Lesetext:
# # # #

In der Endlagerfrage wenden sich AktivistInnen aus der Region um Gorleben gegen ihre einstigen Verbündeten. Die Kritik: Ihre Postion zum Verfahren sei gar nicht erfragt worden.

Zerrbild: In einer möglichen Endlagerfrage fühlen sich Anti-Atom-Aktivisten in und um Gorleben nicht mehr gebührend von den Grünen vertreten. Bild: dpa

BERLIN taz | Den Grünen steht Ärger mit zahlreichen Anti-Atomkraft-Initiativen ins Haus. In einem offenen Brief an den Grünen Bundesvorstand wenden sie sich gegen die Politik der Ökopartei in der Debatte um die Suche nach einem geeigneten Endlager für hoch radioaktiven Abfälle in Deutschland.

Die Parteispitze der Grünen hatte kürzlich beschlossen, sich dafür einzusetzen, direkt nach der Sommerpause ein Gesetz zur Endlagersuche in Deutschland im Bundestag zu verabschieden. Sollten sich die Gespräche weiter verzögern, würde das zulasten von Gorleben und den dort betroffenen Menschen gehen, heißt es.

Die kontern jetzt. „Leider hat der Bundesvorstand der Grünen nicht einmal gefragt, ob die Menschen vor Ort das eigentlich auch so sehen“, schreiben in einem offenen Brief etwa die Bürgerinitiative Umweltschutz Lüchow-Dannenberg, .ausgestrahlt, oder die Bäuerliche Notgemeinschaft – alles Organisationen, die sich seit Jahren gegen ein Endlager im niedersächsischen Salzstock Gorleben einsetzen.

# # # #

Vorliegende Angaben:

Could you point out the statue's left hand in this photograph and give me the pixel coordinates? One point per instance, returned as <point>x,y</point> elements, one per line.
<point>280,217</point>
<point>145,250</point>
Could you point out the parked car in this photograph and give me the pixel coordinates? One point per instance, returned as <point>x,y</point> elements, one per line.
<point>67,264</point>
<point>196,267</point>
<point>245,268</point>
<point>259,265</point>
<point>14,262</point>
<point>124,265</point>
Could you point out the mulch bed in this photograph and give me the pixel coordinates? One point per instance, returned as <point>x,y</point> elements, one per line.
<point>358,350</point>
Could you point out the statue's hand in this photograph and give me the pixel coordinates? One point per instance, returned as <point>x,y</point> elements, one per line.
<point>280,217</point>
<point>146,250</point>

# # # #

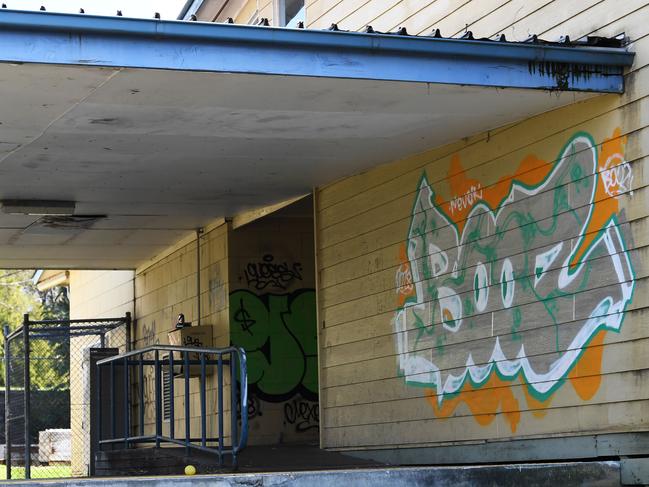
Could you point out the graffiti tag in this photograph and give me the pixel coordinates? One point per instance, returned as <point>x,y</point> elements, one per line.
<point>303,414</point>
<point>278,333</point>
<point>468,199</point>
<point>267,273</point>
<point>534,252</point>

# # # #

Aufgabe:
Führe den Lesetext über den Streit der Anti-Atom-Initiativen rund um Gorleben mit den Grünen nach seinem letzten Satz weiter. Die Datensätze braucht man hier nicht.

Antwort:
Unterstützt werden sie von Umweltgruppen wie dem BUND, Campact oder Robin Wood. Seit November vergangenen Jahres verhandelt eine Arbeitsgruppe aus Bund und Ländern darüber, wie ein Gesetz aussehen soll, auf dessen Grundlage nach einer Alternative zu Gorleben gesucht werden kann.

Breite gesellschaftliche Debatte gefordert

Die Initiativen vor Ort fordern, dass Gorleben darin von vornherein als Endlager ausgeschlossen werden soll. Sie fordern eine breitere gesellschaftliche Debatte über die Endlagerfrage, Mitbestimmung der Betroffenen vor Ort und mehr Zeit für Bürgerbeteiligung. Das bisherige Gesetz sei in Hinterzimmergesprächen ausgehandelt worden. „Wie es bisher läuft, führt es zu einem klaren Gegeneinander“, schreiben sie.

Sylvia Kotting-Uhl, atompolitische Sprecherin der Grünen, hat zwar Verständnis, dass sich die Antiatombewegungen dagegen wehren, dass der Grüne Bundesvorstand in ihrem Namen spricht. „Aber die Unterzeichner verurteilen ein Gesetz, das sie noch gar nicht kennen, und gehen sofort in eine Antihaltung. So kann Beteiligung auch nicht funktionierten“, sagte sie der taz. Zudem sei es politisch nicht durchsetzbar, Gorleben von vornherein als Endlager auszuschließen.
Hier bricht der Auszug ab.